Dataset rows:
**********

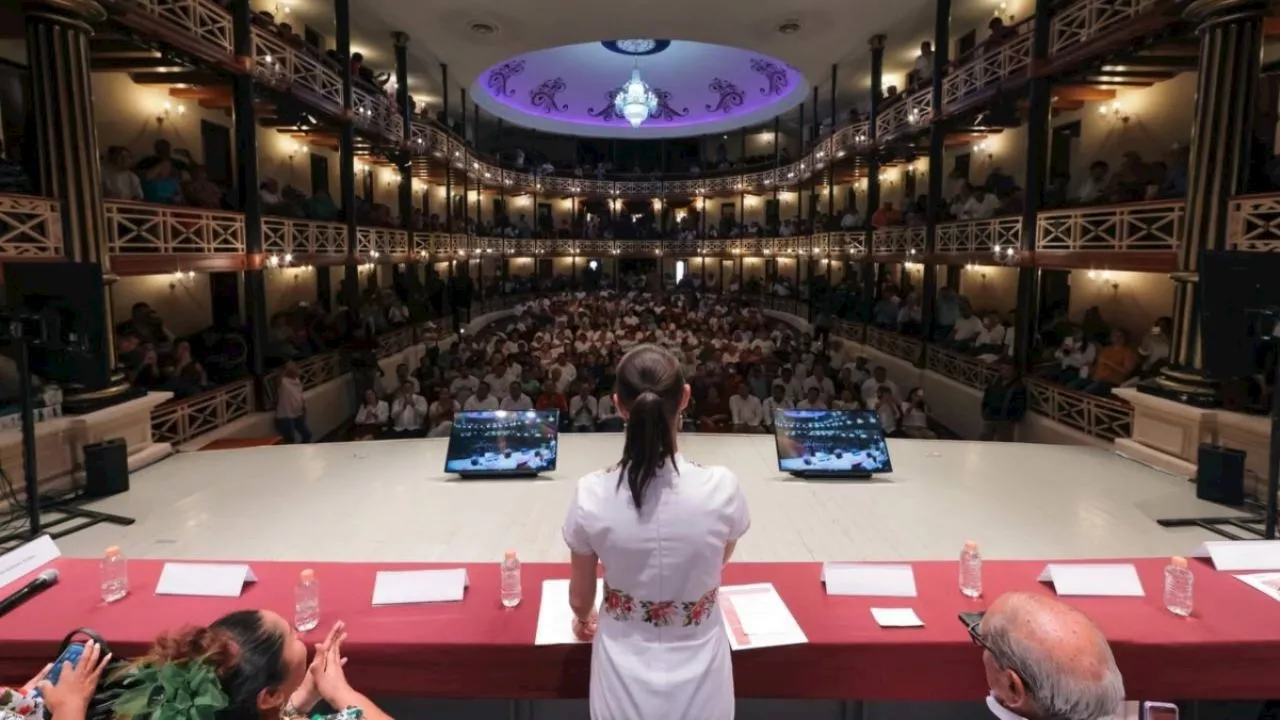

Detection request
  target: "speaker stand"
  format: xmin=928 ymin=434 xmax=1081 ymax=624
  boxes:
xmin=1153 ymin=340 xmax=1280 ymax=541
xmin=0 ymin=323 xmax=136 ymax=550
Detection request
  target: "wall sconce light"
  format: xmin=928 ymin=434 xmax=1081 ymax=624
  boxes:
xmin=156 ymin=100 xmax=187 ymax=126
xmin=1098 ymin=102 xmax=1132 ymax=124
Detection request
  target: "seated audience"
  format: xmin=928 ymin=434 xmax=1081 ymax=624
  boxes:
xmin=969 ymin=592 xmax=1125 ymax=720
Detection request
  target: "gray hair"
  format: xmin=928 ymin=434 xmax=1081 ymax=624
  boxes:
xmin=982 ymin=597 xmax=1125 ymax=720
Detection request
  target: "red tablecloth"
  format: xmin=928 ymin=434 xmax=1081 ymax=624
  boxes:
xmin=0 ymin=559 xmax=1280 ymax=700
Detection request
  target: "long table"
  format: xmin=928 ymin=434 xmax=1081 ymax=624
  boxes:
xmin=0 ymin=559 xmax=1280 ymax=701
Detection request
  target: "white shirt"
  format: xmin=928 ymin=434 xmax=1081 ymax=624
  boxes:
xmin=499 ymin=393 xmax=534 ymax=410
xmin=390 ymin=395 xmax=426 ymax=430
xmin=563 ymin=455 xmax=751 ymax=720
xmin=960 ymin=192 xmax=1000 ymax=220
xmin=462 ymin=395 xmax=498 ymax=413
xmin=356 ymin=400 xmax=390 ymax=425
xmin=568 ymin=395 xmax=599 ymax=425
xmin=728 ymin=395 xmax=764 ymax=428
xmin=954 ymin=315 xmax=983 ymax=340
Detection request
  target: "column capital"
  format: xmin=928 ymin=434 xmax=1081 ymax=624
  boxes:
xmin=22 ymin=0 xmax=106 ymax=31
xmin=1183 ymin=0 xmax=1267 ymax=27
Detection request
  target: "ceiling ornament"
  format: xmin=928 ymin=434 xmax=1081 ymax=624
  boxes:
xmin=613 ymin=68 xmax=658 ymax=128
xmin=707 ymin=78 xmax=746 ymax=114
xmin=529 ymin=77 xmax=568 ymax=115
xmin=486 ymin=60 xmax=525 ymax=97
xmin=751 ymin=58 xmax=791 ymax=97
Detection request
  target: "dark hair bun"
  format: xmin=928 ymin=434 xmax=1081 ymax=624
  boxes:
xmin=146 ymin=625 xmax=239 ymax=676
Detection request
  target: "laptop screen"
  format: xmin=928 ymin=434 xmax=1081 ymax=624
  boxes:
xmin=773 ymin=409 xmax=893 ymax=473
xmin=444 ymin=410 xmax=559 ymax=474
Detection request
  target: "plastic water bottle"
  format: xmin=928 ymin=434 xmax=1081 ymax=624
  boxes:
xmin=1165 ymin=557 xmax=1196 ymax=618
xmin=960 ymin=541 xmax=982 ymax=597
xmin=502 ymin=550 xmax=522 ymax=607
xmin=101 ymin=544 xmax=129 ymax=603
xmin=293 ymin=570 xmax=320 ymax=633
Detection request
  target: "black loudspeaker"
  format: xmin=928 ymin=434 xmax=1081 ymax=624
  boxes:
xmin=1199 ymin=251 xmax=1280 ymax=380
xmin=1196 ymin=443 xmax=1244 ymax=506
xmin=84 ymin=438 xmax=129 ymax=497
xmin=4 ymin=263 xmax=111 ymax=391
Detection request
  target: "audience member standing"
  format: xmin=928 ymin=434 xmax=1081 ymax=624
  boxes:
xmin=563 ymin=345 xmax=750 ymax=720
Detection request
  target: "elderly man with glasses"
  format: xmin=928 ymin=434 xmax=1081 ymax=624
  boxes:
xmin=969 ymin=592 xmax=1124 ymax=720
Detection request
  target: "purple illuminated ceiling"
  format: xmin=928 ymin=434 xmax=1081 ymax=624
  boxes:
xmin=471 ymin=40 xmax=809 ymax=138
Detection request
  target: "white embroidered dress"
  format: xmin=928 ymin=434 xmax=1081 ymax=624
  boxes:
xmin=564 ymin=455 xmax=750 ymax=720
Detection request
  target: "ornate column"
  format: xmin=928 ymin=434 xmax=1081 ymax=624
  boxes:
xmin=863 ymin=35 xmax=888 ymax=320
xmin=1142 ymin=0 xmax=1267 ymax=407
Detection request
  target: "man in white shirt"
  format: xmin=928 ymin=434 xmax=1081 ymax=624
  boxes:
xmin=960 ymin=184 xmax=1000 ymax=220
xmin=463 ymin=378 xmax=498 ymax=413
xmin=390 ymin=382 xmax=426 ymax=433
xmin=760 ymin=383 xmax=796 ymax=433
xmin=449 ymin=368 xmax=483 ymax=410
xmin=970 ymin=592 xmax=1125 ymax=720
xmin=498 ymin=383 xmax=534 ymax=411
xmin=728 ymin=383 xmax=764 ymax=433
xmin=568 ymin=382 xmax=599 ymax=433
xmin=796 ymin=387 xmax=827 ymax=410
xmin=861 ymin=365 xmax=902 ymax=407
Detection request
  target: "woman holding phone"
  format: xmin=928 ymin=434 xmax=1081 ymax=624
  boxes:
xmin=564 ymin=345 xmax=750 ymax=720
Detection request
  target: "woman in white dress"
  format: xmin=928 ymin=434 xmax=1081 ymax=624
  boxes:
xmin=564 ymin=345 xmax=750 ymax=720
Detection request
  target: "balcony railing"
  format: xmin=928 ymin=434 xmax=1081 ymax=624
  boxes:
xmin=0 ymin=195 xmax=63 ymax=258
xmin=876 ymin=87 xmax=933 ymax=140
xmin=942 ymin=23 xmax=1034 ymax=110
xmin=872 ymin=225 xmax=924 ymax=255
xmin=1048 ymin=0 xmax=1157 ymax=55
xmin=937 ymin=217 xmax=1023 ymax=254
xmin=262 ymin=218 xmax=347 ymax=256
xmin=1036 ymin=200 xmax=1185 ymax=251
xmin=253 ymin=27 xmax=342 ymax=114
xmin=134 ymin=0 xmax=236 ymax=55
xmin=1226 ymin=193 xmax=1280 ymax=252
xmin=151 ymin=379 xmax=253 ymax=445
xmin=106 ymin=200 xmax=244 ymax=255
xmin=1027 ymin=371 xmax=1133 ymax=439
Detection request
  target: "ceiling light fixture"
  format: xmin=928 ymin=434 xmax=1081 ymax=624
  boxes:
xmin=613 ymin=67 xmax=658 ymax=128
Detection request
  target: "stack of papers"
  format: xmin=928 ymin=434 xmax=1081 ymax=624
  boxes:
xmin=822 ymin=562 xmax=915 ymax=597
xmin=374 ymin=568 xmax=467 ymax=607
xmin=719 ymin=583 xmax=809 ymax=650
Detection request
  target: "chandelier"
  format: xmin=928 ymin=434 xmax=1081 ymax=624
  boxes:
xmin=613 ymin=68 xmax=658 ymax=128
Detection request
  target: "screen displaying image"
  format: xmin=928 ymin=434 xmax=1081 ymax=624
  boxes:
xmin=773 ymin=410 xmax=893 ymax=473
xmin=444 ymin=410 xmax=559 ymax=473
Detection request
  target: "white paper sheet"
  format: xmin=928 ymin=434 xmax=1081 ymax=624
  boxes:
xmin=156 ymin=562 xmax=257 ymax=597
xmin=822 ymin=562 xmax=915 ymax=597
xmin=374 ymin=568 xmax=467 ymax=607
xmin=718 ymin=583 xmax=809 ymax=650
xmin=1235 ymin=573 xmax=1280 ymax=601
xmin=1192 ymin=541 xmax=1280 ymax=573
xmin=872 ymin=607 xmax=924 ymax=628
xmin=534 ymin=580 xmax=604 ymax=644
xmin=1039 ymin=562 xmax=1146 ymax=597
xmin=0 ymin=536 xmax=63 ymax=588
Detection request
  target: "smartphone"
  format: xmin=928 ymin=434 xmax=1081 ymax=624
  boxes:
xmin=1142 ymin=702 xmax=1178 ymax=720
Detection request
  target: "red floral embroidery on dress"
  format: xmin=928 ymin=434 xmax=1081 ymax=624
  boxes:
xmin=681 ymin=588 xmax=719 ymax=628
xmin=640 ymin=600 xmax=676 ymax=628
xmin=604 ymin=583 xmax=636 ymax=620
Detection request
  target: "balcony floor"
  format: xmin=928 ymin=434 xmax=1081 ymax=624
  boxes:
xmin=59 ymin=434 xmax=1229 ymax=562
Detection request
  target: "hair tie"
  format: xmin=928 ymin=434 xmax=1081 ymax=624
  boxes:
xmin=111 ymin=660 xmax=230 ymax=720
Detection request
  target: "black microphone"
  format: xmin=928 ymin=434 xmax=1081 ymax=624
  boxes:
xmin=0 ymin=569 xmax=58 ymax=618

**********

● **EXERCISE BRIEF**:
Please report every line of the material above that contains the word "dress", copying each one in full. Case counts.

● **SOLUTION BELOW**:
  target: "white embroidered dress"
  target: "woman in white dress"
  target: "red floral embroidery on dress"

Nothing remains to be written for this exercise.